Texte d'étude
▬▬▬
Lorsque l'on demande aux professionnels de l'immobilier comment se mesure la valeur d'un bâtiment, la réponse est toujours la même: l'emplacement surtout, et un peu la structure du bâtiment. Les statistiques officielles disent exactement la même chose.
Faisons un petit calcul. Selon le conseiller immobilier WuestPartner, la valeur actuelle du marché des maisons individuelles, des appartements en location et en propriété, des bureaux et des surfaces de vente s'élève à environ 4200 milliards de francs. En prenant en compte les statistiques officielles du stock de capital et la croissance annuelle moyenne, on obtient le résultat suivant: sur une valeur de marché de 4200 milliards pour l'ensemble des bâtiments privés, 950 milliards sont imputables à la structure du bâtiment et 3250 milliards à son emplacement. L'emplacement donne donc bien plus de valeur à un bien immobilier que sa configuration matérielle même.
La valeur de l'emplacement dépend en fait presque exclusivement des services publics. A commencer par les réseaux électrique et routier, ainsi que le raccordement aux transports publics. Les familles avec enfants donnent de l'importance aux garderies et aux écoles. Les hôpitaux et les aéroports ne doivent pas être trop proches - attention au bruit - mais pas trop éloignés non plus.
Les parcs sont également importants. Selon les calculs de WuestPartner, un parc public bien aménagé peut à lui seul augmenter le loyer, et donc la valeur du bien immobilier, de 12%. Et bien sûr, la police doit veiller à la tranquillité, à l'ordre et à la sécurité dans le quartier choisi. Tout cela a un coût, ce qui nous amène à un autre aspect important: le taux d'imposition. Plus celui-ci est bas, plus la valeur de l'immeuble est élevée. Mais comment concilier des impôts bas et une bonne situation vis-à-vis des services publics? Le mot-clé est la concurrence fiscale. Plus il y a de riches qui habitent dans un endroit, plus un pourcentage de leur revenu suffit à financer les équipements publics.
▬▬▬
Données

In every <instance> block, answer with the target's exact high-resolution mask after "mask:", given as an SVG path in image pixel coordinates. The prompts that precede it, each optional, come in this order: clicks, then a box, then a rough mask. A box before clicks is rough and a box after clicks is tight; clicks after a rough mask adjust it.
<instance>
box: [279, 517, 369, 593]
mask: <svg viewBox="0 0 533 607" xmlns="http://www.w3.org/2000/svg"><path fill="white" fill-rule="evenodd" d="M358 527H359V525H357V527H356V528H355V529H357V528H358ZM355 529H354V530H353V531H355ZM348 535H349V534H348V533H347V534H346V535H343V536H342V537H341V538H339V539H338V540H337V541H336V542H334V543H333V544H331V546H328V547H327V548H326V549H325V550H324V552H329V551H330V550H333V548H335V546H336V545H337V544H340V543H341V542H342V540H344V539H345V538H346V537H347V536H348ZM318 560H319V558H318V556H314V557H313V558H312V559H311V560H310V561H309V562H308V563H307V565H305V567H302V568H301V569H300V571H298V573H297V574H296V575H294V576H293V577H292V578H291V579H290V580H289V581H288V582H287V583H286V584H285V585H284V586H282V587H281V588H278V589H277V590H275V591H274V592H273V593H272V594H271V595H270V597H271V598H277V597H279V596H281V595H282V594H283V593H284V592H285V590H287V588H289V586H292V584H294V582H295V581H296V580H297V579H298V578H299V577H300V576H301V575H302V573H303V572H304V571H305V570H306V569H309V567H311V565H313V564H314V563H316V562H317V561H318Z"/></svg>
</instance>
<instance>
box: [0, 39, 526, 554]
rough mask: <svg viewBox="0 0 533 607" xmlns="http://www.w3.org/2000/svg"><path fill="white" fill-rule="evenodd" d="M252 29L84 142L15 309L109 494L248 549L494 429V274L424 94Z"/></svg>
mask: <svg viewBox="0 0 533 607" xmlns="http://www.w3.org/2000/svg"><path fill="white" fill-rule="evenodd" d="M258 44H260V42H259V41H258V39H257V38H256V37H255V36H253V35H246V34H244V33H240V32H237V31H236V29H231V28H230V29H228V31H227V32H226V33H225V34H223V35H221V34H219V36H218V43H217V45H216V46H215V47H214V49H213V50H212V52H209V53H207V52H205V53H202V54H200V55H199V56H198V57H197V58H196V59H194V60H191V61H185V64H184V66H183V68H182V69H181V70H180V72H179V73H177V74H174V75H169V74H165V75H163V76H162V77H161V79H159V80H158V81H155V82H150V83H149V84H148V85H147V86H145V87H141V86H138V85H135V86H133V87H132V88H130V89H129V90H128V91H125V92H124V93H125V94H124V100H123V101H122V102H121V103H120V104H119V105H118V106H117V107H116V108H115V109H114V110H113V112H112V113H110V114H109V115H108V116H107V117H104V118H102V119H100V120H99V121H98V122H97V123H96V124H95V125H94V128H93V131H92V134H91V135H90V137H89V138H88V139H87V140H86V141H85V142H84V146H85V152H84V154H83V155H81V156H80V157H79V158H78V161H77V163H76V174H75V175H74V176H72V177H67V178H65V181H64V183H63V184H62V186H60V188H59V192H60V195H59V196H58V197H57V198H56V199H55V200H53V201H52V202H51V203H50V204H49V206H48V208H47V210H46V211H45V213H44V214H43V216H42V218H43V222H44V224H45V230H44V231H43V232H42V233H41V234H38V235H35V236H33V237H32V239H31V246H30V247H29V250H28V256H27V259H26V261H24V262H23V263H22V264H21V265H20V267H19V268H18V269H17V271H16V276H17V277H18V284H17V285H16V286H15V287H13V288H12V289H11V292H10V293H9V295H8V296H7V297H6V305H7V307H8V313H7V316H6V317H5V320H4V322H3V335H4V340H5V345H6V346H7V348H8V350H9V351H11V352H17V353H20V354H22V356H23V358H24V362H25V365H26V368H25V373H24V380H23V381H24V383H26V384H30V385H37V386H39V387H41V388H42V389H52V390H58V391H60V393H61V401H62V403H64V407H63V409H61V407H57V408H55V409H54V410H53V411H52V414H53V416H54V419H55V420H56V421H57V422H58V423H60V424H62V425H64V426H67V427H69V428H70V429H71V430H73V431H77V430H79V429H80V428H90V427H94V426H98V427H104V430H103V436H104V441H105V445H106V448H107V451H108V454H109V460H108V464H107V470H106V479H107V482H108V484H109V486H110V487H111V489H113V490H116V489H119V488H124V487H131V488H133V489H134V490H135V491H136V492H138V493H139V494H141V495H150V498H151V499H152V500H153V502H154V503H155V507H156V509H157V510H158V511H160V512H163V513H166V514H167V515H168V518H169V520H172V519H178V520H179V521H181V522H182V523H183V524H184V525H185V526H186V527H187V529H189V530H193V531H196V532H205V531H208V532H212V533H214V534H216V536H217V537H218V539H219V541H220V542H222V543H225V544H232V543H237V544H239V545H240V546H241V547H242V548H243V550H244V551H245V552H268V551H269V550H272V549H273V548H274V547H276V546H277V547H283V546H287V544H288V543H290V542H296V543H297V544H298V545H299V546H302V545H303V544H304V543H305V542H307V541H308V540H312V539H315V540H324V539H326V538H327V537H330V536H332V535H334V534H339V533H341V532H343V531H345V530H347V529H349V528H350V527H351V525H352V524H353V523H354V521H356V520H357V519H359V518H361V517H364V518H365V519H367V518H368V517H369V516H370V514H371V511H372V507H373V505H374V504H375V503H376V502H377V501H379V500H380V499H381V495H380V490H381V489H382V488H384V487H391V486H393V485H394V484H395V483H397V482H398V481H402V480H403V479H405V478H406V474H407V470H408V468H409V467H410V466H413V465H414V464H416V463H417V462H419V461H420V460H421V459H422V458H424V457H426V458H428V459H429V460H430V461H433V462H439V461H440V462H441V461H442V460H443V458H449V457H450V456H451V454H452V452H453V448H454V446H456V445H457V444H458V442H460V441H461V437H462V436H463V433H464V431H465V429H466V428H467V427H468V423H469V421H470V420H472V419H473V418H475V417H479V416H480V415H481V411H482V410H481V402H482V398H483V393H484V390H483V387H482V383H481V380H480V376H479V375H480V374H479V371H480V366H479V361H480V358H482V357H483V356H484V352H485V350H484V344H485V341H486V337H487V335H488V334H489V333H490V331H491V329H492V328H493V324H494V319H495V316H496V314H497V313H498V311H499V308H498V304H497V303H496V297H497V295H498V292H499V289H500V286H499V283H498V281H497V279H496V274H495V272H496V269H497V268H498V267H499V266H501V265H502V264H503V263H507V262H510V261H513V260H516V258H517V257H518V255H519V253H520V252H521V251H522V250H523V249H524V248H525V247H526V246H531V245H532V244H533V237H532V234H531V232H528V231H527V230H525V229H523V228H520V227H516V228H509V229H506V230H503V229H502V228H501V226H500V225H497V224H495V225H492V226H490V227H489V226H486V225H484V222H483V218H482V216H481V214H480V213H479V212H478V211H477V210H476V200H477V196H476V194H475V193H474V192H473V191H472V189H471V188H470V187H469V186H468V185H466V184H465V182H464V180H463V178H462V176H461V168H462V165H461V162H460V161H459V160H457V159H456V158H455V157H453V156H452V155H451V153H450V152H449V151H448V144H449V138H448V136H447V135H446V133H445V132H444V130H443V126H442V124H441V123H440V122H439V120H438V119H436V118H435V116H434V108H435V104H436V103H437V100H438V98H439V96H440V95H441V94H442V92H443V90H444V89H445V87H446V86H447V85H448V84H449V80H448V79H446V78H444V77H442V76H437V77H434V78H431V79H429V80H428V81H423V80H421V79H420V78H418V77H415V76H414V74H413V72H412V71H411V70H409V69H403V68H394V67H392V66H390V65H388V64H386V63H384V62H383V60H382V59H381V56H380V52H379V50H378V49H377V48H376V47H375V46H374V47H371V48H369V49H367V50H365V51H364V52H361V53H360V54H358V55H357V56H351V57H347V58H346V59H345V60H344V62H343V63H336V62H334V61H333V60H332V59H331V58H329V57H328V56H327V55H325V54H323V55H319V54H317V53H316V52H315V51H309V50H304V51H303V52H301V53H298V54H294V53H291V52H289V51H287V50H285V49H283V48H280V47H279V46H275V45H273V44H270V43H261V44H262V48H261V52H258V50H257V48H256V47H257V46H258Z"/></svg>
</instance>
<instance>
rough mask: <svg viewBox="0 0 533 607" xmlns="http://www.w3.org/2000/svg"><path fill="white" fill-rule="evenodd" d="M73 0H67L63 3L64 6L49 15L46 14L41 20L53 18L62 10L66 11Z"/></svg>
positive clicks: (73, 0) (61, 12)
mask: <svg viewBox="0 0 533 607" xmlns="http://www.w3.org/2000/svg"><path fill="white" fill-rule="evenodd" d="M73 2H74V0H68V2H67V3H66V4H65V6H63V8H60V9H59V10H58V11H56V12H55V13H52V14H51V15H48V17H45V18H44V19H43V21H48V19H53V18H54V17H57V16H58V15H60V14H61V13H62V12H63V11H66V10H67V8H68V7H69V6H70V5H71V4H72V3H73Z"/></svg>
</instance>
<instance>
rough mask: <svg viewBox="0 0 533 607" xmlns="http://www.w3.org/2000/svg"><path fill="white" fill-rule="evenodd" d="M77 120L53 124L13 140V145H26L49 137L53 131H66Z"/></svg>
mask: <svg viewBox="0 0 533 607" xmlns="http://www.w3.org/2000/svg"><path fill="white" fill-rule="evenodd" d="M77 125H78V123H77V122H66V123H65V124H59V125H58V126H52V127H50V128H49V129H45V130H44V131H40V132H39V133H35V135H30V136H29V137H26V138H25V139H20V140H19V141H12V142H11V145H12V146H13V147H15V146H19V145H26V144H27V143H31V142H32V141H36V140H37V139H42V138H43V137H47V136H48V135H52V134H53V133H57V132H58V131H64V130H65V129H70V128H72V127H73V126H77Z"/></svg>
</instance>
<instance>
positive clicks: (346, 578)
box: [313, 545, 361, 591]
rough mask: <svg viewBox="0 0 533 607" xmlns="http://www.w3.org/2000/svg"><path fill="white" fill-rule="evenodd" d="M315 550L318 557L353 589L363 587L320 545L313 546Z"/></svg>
▬▬▬
Consigne
Renvoyez sans modification le passage du texte sur la valeur immobilière qui s'ouvre sur les mots contenant "Les parcs sont" et se clôt sur "les équipements publics.". Les lignes ne sont pas nécessaires ici.

Réponse attendue
Les parcs sont également importants. Selon les calculs de WuestPartner, un parc public bien aménagé peut à lui seul augmenter le loyer, et donc la valeur du bien immobilier, de 12%. Et bien sûr, la police doit veiller à la tranquillité, à l'ordre et à la sécurité dans le quartier choisi. Tout cela a un coût, ce qui nous amène à un autre aspect important: le taux d'imposition. Plus celui-ci est bas, plus la valeur de l'immeuble est élevée. Mais comment concilier des impôts bas et une bonne situation vis-à-vis des services publics? Le mot-clé est la concurrence fiscale. Plus il y a de riches qui habitent dans un endroit, plus un pourcentage de leur revenu suffit à financer les équipements publics.